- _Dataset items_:
--------------------------------------------------

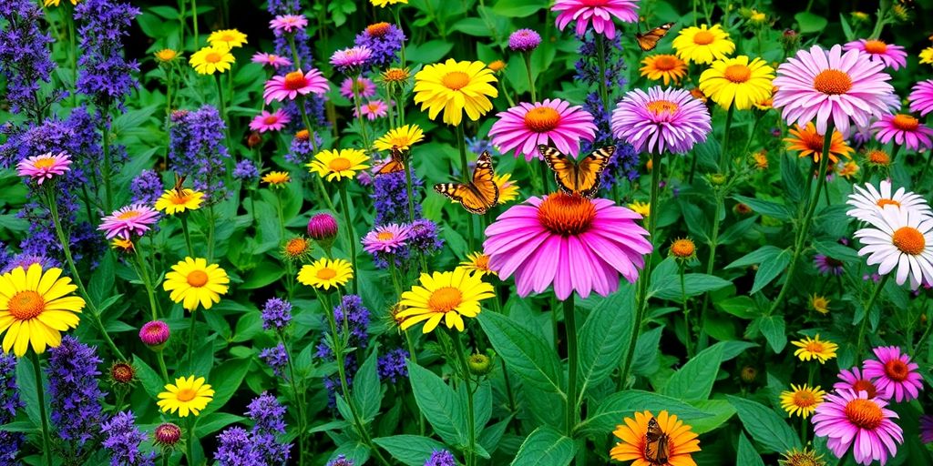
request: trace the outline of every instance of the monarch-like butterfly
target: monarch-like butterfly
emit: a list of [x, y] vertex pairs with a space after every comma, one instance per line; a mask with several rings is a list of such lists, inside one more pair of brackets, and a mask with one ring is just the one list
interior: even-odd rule
[[472, 181], [466, 185], [441, 183], [435, 185], [434, 190], [460, 202], [464, 209], [473, 213], [486, 213], [499, 201], [499, 187], [493, 176], [493, 159], [489, 152], [483, 152], [476, 161]]
[[673, 25], [673, 22], [665, 22], [645, 34], [635, 33], [635, 41], [638, 42], [638, 47], [646, 52], [653, 50], [655, 47], [658, 47], [658, 41], [667, 35]]
[[544, 144], [538, 145], [537, 150], [554, 171], [554, 180], [562, 191], [592, 198], [599, 190], [599, 175], [606, 169], [606, 164], [616, 147], [614, 145], [603, 147], [584, 157], [578, 162], [561, 154], [559, 150]]
[[658, 419], [651, 418], [648, 421], [648, 432], [645, 432], [645, 458], [651, 461], [651, 464], [665, 464], [668, 457], [671, 456], [671, 447], [668, 445], [670, 437], [661, 430]]

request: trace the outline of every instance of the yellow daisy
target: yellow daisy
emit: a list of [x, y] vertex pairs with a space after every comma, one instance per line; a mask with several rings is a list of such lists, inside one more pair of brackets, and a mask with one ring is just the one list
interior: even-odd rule
[[165, 384], [165, 391], [159, 393], [159, 407], [163, 413], [178, 412], [181, 418], [188, 413], [198, 416], [207, 404], [214, 400], [214, 389], [204, 383], [204, 377], [177, 377], [174, 384]]
[[353, 279], [353, 266], [343, 259], [330, 260], [323, 257], [302, 267], [298, 272], [299, 283], [323, 290], [345, 285], [351, 279]]
[[740, 55], [713, 62], [700, 75], [700, 90], [722, 108], [747, 110], [771, 97], [774, 69], [763, 60]]
[[197, 211], [204, 199], [204, 193], [192, 189], [167, 189], [156, 200], [156, 210], [174, 215], [187, 211]]
[[185, 257], [172, 266], [172, 271], [165, 274], [162, 288], [172, 292], [169, 297], [190, 311], [201, 304], [205, 309], [214, 303], [220, 302], [220, 295], [226, 295], [230, 279], [227, 272], [216, 264], [207, 265], [207, 260], [198, 257]]
[[325, 149], [314, 155], [314, 159], [305, 164], [308, 171], [317, 173], [327, 181], [341, 181], [356, 176], [356, 171], [369, 168], [369, 157], [360, 149]]
[[672, 43], [677, 56], [688, 63], [711, 63], [726, 58], [735, 51], [735, 44], [729, 40], [729, 33], [722, 26], [705, 24], [681, 29]]
[[476, 121], [493, 109], [490, 97], [498, 97], [493, 70], [482, 62], [457, 62], [448, 59], [443, 63], [425, 66], [414, 75], [414, 103], [427, 110], [432, 120], [443, 110], [448, 125], [459, 125], [464, 111]]
[[790, 344], [798, 348], [794, 351], [794, 356], [797, 356], [801, 361], [810, 361], [815, 359], [819, 361], [819, 363], [826, 363], [827, 361], [836, 357], [836, 349], [839, 345], [831, 341], [820, 341], [819, 334], [816, 334], [813, 339], [809, 336], [805, 336], [802, 340], [791, 341]]
[[6, 332], [3, 350], [17, 357], [32, 344], [36, 354], [62, 344], [62, 334], [77, 326], [84, 299], [62, 269], [33, 264], [0, 275], [0, 334]]
[[790, 384], [790, 391], [781, 391], [781, 407], [787, 412], [787, 416], [800, 416], [809, 418], [816, 410], [816, 406], [823, 403], [823, 396], [826, 391], [803, 384], [797, 386]]
[[418, 125], [405, 125], [400, 128], [389, 130], [385, 135], [372, 143], [376, 150], [392, 150], [393, 147], [398, 150], [409, 150], [416, 143], [425, 139], [425, 131]]
[[482, 281], [482, 275], [464, 268], [453, 272], [421, 274], [420, 285], [402, 294], [398, 304], [406, 307], [397, 314], [402, 320], [401, 328], [427, 321], [423, 333], [434, 330], [441, 319], [447, 328], [464, 331], [463, 317], [476, 317], [480, 313], [480, 301], [494, 296], [493, 285]]

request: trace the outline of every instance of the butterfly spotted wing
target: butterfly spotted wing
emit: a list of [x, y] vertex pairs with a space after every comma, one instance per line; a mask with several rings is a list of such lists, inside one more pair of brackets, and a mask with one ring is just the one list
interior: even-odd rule
[[651, 418], [648, 421], [648, 432], [645, 432], [645, 458], [652, 464], [665, 464], [671, 456], [668, 445], [670, 437], [661, 430], [658, 419]]
[[476, 161], [473, 179], [466, 185], [441, 183], [434, 190], [457, 201], [473, 213], [486, 213], [499, 200], [499, 187], [493, 180], [493, 158], [483, 152]]
[[645, 34], [635, 33], [635, 41], [638, 42], [638, 47], [646, 52], [653, 50], [655, 47], [658, 47], [658, 41], [664, 38], [671, 31], [671, 26], [674, 26], [673, 22], [665, 22]]
[[574, 162], [553, 147], [542, 144], [537, 149], [554, 171], [554, 180], [562, 191], [592, 198], [599, 190], [599, 175], [606, 169], [616, 147], [603, 147], [581, 158], [579, 162]]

--------------------------------------------------

- _Exercise aim_: Reproduce each of the records above word for word, leaving out the pictures.

- _Response_:
request: trace the outline of every instance of the monarch-like butterfly
target: monarch-like butterfly
emit: a list of [x, y] vertex pairs with a space after every comma, one instance per line; a mask with several rings is a list of such lists, inside one more pair of brackets, and a mask with one ring is just the one list
interior: even-odd rule
[[472, 181], [466, 185], [441, 183], [435, 185], [434, 190], [460, 202], [464, 209], [473, 213], [486, 213], [499, 201], [499, 187], [493, 176], [493, 159], [489, 152], [483, 152], [476, 161]]
[[673, 25], [673, 22], [665, 22], [645, 34], [635, 33], [635, 41], [638, 42], [638, 47], [646, 52], [653, 50], [655, 47], [658, 47], [658, 41], [667, 35]]
[[544, 144], [538, 145], [537, 150], [554, 171], [554, 180], [562, 191], [592, 198], [599, 190], [599, 175], [606, 169], [606, 164], [616, 147], [614, 145], [603, 147], [584, 157], [578, 162], [561, 154], [559, 150]]
[[658, 419], [651, 418], [648, 421], [648, 432], [645, 432], [645, 458], [651, 461], [651, 464], [665, 464], [668, 457], [671, 456], [671, 447], [668, 445], [670, 437], [661, 430]]

request: trace the outline of every instance of the yellow daisy
target: yellow daisy
emit: a list of [x, y] vertex pairs with a space after every comma, one instance per line; a mask with several rings is a list of such lists, inside one more pair of brackets, and a mask with one ring is just the one list
interior: even-odd rule
[[165, 384], [165, 391], [159, 393], [159, 407], [163, 413], [178, 412], [181, 418], [188, 413], [198, 416], [207, 404], [214, 400], [214, 389], [204, 383], [204, 377], [177, 377], [174, 384]]
[[353, 279], [353, 266], [343, 259], [330, 260], [323, 257], [302, 267], [298, 272], [299, 283], [323, 290], [345, 285], [351, 279]]
[[740, 55], [713, 62], [700, 75], [700, 90], [722, 108], [747, 110], [771, 97], [774, 69], [763, 60]]
[[197, 211], [204, 199], [204, 193], [192, 189], [167, 189], [156, 200], [156, 210], [174, 215], [187, 211]]
[[185, 257], [172, 266], [172, 271], [165, 274], [162, 288], [172, 292], [169, 297], [190, 311], [201, 304], [205, 309], [214, 303], [220, 302], [220, 295], [226, 295], [230, 279], [227, 272], [216, 264], [207, 265], [207, 260], [198, 257]]
[[325, 149], [314, 155], [314, 159], [305, 164], [308, 171], [317, 173], [327, 181], [341, 181], [356, 176], [356, 171], [369, 168], [369, 157], [360, 149]]
[[672, 43], [677, 56], [688, 63], [711, 63], [726, 58], [735, 51], [735, 44], [729, 40], [729, 33], [722, 26], [705, 24], [681, 29]]
[[476, 121], [493, 109], [490, 97], [498, 97], [493, 70], [482, 62], [457, 62], [448, 59], [443, 63], [425, 66], [414, 75], [414, 103], [427, 110], [432, 120], [443, 110], [448, 125], [459, 125], [464, 111]]
[[790, 344], [798, 348], [794, 351], [794, 356], [797, 356], [801, 361], [810, 361], [815, 359], [819, 361], [819, 363], [826, 363], [827, 361], [836, 357], [836, 349], [839, 345], [831, 341], [820, 341], [819, 334], [816, 334], [813, 339], [809, 336], [805, 336], [802, 340], [791, 341]]
[[6, 332], [3, 350], [17, 357], [32, 344], [36, 354], [62, 344], [62, 334], [77, 326], [84, 299], [62, 269], [33, 264], [0, 275], [0, 334]]
[[790, 384], [790, 391], [781, 391], [781, 407], [787, 412], [787, 416], [800, 416], [809, 418], [816, 410], [816, 406], [823, 403], [823, 396], [826, 391], [803, 384], [797, 386]]
[[418, 125], [405, 125], [400, 128], [389, 130], [385, 135], [372, 143], [376, 150], [392, 150], [393, 147], [398, 150], [409, 150], [416, 143], [425, 139], [425, 131]]
[[482, 281], [482, 275], [464, 268], [453, 272], [421, 274], [420, 285], [402, 294], [398, 304], [406, 307], [397, 314], [402, 320], [401, 328], [427, 321], [423, 333], [434, 330], [441, 319], [447, 328], [464, 331], [463, 317], [476, 317], [480, 313], [480, 301], [494, 296], [493, 285]]

request: trace the outline of every instance of the butterfly spotted wing
target: butterfly spotted wing
emit: a list of [x, y] vertex pairs with a space after every comma, one instance per line; a mask with several rings is a list of such lists, inside one more pair of brackets, and a mask with one ring is just the one list
interior: even-odd rule
[[651, 418], [648, 421], [648, 432], [645, 432], [645, 458], [652, 464], [665, 464], [671, 456], [668, 445], [670, 437], [661, 430], [658, 419]]
[[476, 161], [473, 179], [466, 185], [441, 183], [434, 190], [457, 201], [473, 213], [486, 213], [499, 200], [499, 187], [493, 180], [493, 158], [483, 152]]
[[645, 34], [635, 33], [635, 41], [638, 42], [638, 47], [646, 52], [653, 50], [655, 47], [658, 47], [658, 41], [664, 38], [671, 31], [671, 26], [674, 26], [673, 22], [665, 22]]
[[574, 162], [553, 147], [542, 144], [537, 149], [554, 171], [554, 180], [562, 191], [592, 198], [599, 190], [599, 175], [606, 169], [616, 147], [603, 147], [581, 158], [579, 162]]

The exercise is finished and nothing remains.